--- WHAT THE TASK ASKS ---
Copy, from the data below, each line that has the word "shirt".

[Source records]

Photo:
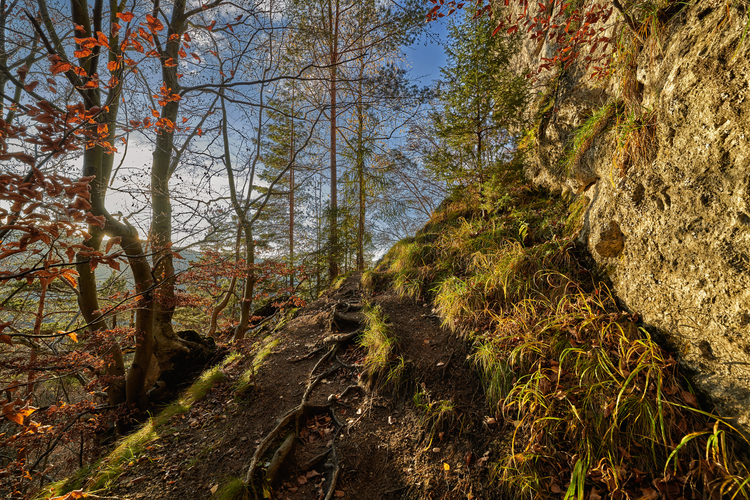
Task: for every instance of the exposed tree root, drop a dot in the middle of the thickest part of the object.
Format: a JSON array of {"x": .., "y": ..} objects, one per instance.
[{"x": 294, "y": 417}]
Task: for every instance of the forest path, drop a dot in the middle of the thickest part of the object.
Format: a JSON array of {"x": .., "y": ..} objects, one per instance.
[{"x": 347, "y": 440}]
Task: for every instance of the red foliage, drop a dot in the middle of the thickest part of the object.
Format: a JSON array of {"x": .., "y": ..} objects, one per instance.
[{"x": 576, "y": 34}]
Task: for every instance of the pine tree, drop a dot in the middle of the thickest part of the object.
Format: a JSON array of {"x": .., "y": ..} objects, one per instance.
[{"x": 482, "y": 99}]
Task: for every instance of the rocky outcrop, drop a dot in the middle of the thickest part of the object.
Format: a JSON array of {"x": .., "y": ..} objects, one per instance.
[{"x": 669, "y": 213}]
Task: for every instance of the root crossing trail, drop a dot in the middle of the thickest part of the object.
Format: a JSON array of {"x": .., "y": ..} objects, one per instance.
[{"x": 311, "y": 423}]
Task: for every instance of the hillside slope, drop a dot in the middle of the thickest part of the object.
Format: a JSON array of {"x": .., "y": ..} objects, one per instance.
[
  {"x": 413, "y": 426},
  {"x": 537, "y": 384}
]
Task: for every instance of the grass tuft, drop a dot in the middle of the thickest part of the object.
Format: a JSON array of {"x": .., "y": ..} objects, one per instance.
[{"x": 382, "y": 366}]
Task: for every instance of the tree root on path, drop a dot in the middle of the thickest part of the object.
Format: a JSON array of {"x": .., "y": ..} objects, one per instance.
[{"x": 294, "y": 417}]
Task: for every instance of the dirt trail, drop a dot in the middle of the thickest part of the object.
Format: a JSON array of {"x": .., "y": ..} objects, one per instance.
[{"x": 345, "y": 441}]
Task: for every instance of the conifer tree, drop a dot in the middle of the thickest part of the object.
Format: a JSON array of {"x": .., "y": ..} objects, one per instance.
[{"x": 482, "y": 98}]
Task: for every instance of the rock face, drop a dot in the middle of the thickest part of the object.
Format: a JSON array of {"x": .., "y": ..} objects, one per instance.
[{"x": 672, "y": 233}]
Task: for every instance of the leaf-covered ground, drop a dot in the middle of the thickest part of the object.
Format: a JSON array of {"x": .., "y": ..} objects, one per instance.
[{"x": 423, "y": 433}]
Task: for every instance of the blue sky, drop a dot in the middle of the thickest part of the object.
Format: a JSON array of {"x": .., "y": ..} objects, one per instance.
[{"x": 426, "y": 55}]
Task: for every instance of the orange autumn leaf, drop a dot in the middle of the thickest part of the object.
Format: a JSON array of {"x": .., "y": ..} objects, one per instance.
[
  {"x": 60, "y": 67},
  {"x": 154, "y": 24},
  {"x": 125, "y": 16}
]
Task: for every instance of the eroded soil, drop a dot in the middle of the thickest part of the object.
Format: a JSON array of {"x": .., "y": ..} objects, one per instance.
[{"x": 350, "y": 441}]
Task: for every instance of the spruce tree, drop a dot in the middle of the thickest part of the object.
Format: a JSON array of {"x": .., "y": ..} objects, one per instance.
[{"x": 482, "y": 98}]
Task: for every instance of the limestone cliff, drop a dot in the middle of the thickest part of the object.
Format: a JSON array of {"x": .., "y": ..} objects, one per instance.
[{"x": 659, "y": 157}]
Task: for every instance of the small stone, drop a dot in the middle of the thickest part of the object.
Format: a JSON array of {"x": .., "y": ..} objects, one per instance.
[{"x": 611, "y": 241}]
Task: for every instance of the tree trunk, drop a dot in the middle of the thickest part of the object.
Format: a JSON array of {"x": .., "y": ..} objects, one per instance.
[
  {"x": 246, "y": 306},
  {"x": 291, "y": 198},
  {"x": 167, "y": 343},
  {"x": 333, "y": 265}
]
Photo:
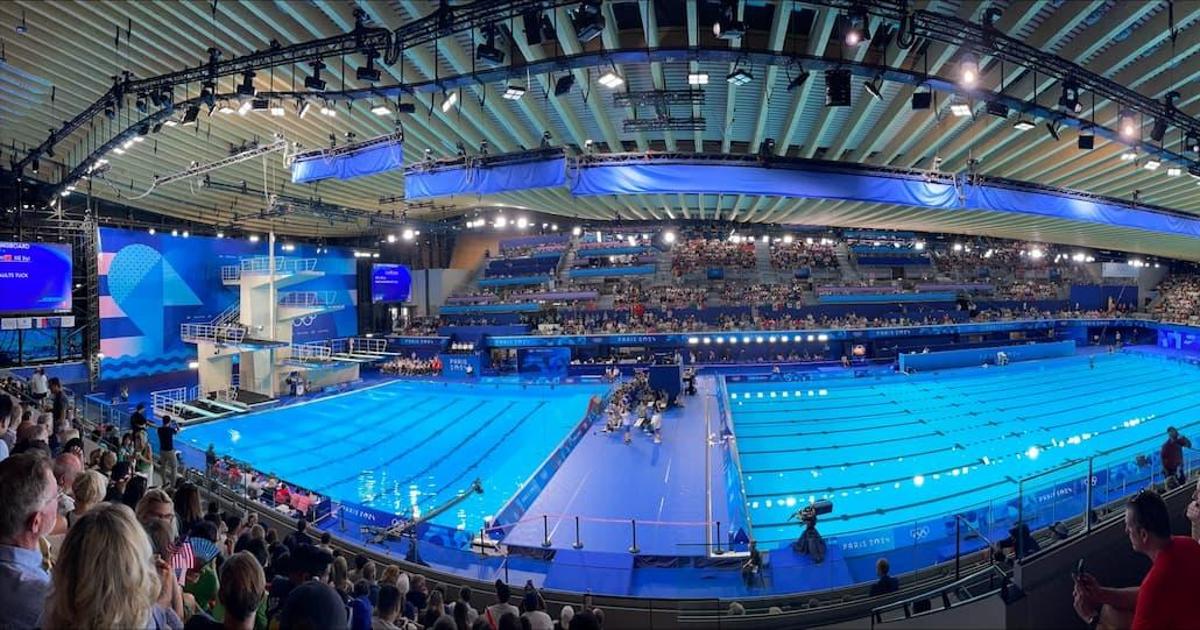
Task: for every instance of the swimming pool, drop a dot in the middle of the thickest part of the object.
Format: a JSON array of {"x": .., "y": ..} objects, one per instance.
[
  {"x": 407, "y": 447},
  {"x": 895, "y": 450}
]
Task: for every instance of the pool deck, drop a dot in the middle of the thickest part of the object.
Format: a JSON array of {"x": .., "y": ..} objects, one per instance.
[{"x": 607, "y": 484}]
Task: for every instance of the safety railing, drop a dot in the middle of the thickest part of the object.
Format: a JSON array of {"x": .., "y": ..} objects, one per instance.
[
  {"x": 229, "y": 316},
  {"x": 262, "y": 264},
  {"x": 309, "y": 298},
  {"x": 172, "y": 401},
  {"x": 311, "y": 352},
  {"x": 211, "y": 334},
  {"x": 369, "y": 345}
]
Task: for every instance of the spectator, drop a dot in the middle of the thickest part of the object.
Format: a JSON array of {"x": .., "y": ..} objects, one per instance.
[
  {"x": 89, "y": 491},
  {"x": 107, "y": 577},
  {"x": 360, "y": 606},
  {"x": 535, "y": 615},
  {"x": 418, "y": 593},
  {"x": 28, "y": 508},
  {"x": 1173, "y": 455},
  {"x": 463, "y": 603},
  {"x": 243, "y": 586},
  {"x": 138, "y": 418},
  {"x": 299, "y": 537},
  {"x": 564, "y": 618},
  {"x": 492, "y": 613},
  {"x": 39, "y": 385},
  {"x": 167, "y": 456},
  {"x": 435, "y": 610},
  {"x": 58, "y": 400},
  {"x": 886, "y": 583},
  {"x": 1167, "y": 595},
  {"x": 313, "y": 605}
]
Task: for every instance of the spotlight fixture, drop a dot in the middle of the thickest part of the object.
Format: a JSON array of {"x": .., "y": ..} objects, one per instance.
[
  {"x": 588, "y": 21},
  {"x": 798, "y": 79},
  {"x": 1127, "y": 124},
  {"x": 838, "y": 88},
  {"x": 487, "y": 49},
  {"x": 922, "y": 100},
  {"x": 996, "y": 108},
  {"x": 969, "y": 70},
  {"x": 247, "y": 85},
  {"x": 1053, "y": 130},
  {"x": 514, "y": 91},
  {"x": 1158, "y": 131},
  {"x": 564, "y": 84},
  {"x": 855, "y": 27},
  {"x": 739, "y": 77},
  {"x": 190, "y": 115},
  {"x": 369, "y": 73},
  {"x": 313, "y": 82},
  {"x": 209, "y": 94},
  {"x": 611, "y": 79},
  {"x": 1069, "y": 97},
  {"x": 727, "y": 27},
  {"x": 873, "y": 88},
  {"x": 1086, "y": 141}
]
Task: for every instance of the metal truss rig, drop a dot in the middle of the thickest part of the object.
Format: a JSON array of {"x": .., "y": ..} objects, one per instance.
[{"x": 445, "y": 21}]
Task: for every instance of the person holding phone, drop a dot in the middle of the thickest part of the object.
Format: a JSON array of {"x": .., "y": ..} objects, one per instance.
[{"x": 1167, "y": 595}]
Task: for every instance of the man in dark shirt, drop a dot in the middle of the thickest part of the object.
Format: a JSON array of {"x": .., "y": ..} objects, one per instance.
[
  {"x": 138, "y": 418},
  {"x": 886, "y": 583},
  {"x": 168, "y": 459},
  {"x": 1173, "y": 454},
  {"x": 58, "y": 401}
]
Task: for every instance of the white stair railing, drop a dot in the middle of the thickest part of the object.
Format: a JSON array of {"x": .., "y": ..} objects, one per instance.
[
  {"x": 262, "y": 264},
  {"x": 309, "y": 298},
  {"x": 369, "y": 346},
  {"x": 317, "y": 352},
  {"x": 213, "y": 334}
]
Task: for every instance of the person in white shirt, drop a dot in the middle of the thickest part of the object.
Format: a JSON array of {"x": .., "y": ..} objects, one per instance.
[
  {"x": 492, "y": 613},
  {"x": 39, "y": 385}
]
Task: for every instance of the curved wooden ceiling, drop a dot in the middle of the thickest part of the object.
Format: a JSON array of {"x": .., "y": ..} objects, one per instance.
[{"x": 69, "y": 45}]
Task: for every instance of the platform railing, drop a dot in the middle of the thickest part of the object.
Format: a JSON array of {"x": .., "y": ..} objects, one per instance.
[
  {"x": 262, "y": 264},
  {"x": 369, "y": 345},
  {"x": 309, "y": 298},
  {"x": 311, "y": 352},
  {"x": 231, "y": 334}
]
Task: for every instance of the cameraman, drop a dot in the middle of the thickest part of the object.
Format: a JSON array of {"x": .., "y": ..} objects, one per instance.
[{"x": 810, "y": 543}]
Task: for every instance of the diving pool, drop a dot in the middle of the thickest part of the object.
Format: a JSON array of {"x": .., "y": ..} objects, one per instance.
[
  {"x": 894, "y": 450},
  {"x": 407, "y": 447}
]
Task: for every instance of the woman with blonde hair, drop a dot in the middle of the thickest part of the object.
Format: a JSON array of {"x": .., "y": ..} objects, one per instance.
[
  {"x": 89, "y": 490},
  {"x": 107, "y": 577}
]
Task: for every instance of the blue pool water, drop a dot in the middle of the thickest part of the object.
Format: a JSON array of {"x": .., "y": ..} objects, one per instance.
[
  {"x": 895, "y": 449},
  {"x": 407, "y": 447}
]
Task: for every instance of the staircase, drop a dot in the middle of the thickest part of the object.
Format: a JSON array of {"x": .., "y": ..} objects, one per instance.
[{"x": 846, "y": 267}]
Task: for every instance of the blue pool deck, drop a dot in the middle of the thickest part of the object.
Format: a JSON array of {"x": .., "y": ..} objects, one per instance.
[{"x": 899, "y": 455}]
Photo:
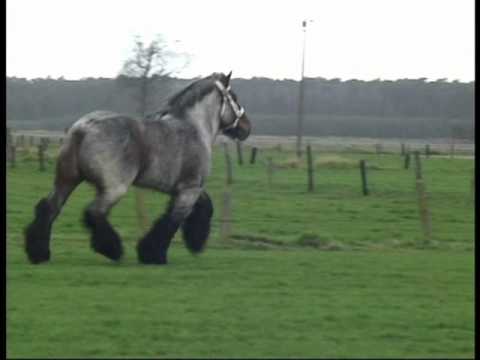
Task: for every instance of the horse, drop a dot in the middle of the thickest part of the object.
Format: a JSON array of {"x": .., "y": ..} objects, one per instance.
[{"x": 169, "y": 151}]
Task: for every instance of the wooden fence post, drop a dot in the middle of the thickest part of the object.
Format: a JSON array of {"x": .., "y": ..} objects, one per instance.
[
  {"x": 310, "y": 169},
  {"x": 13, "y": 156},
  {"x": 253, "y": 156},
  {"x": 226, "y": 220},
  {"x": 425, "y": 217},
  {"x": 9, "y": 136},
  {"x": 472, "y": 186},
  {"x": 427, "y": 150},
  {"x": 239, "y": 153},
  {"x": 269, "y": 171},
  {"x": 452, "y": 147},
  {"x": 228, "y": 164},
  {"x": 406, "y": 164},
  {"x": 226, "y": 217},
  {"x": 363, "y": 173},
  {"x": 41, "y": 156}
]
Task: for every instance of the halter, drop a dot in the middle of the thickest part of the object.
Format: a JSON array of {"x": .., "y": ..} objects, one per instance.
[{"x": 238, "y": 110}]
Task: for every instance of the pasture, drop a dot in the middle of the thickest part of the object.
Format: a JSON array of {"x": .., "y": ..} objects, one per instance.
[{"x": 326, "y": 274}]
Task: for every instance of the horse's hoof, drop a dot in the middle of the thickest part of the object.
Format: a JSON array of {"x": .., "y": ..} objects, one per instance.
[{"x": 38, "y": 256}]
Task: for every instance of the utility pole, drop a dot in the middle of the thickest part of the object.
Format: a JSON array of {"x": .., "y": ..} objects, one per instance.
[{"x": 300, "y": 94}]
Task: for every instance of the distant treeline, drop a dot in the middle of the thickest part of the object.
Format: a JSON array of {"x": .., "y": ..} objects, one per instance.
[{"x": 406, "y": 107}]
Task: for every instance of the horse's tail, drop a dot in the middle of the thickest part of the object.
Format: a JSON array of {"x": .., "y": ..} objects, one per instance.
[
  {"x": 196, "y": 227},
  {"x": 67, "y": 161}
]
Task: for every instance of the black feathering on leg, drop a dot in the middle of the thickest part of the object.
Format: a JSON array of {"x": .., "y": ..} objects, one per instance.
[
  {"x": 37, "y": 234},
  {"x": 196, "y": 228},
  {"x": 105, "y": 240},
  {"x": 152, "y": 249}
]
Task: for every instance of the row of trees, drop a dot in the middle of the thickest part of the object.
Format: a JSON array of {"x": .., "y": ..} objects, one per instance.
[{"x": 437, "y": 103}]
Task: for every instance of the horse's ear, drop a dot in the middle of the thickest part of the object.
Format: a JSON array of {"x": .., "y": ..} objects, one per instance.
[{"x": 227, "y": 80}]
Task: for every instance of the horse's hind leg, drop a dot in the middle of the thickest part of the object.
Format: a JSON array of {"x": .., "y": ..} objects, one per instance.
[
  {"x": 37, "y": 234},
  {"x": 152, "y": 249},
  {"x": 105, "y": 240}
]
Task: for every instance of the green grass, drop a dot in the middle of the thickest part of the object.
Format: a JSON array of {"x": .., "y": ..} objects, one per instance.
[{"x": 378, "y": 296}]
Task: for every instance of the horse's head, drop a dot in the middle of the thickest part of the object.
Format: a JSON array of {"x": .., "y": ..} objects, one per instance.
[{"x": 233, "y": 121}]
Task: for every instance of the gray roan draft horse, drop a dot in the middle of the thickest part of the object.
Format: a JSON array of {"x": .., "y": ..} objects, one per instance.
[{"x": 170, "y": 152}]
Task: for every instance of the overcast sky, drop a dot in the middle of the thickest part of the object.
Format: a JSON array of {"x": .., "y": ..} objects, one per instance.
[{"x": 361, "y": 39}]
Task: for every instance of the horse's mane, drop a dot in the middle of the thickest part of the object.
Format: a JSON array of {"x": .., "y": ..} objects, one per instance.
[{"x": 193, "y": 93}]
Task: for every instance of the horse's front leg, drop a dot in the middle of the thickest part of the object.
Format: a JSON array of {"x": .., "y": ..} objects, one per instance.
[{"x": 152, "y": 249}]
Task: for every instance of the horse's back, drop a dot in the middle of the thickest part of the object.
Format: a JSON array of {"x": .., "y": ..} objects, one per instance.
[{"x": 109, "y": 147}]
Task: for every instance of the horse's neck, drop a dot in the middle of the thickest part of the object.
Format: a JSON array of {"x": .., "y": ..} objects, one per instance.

--- REPLY ---
Task: for every instance of the man in dark shirt, drop a dot in the middle of the thickest part of the object.
Task: for every instance of the person in white shirt, drop a dot in the middle of the thickest part of the object.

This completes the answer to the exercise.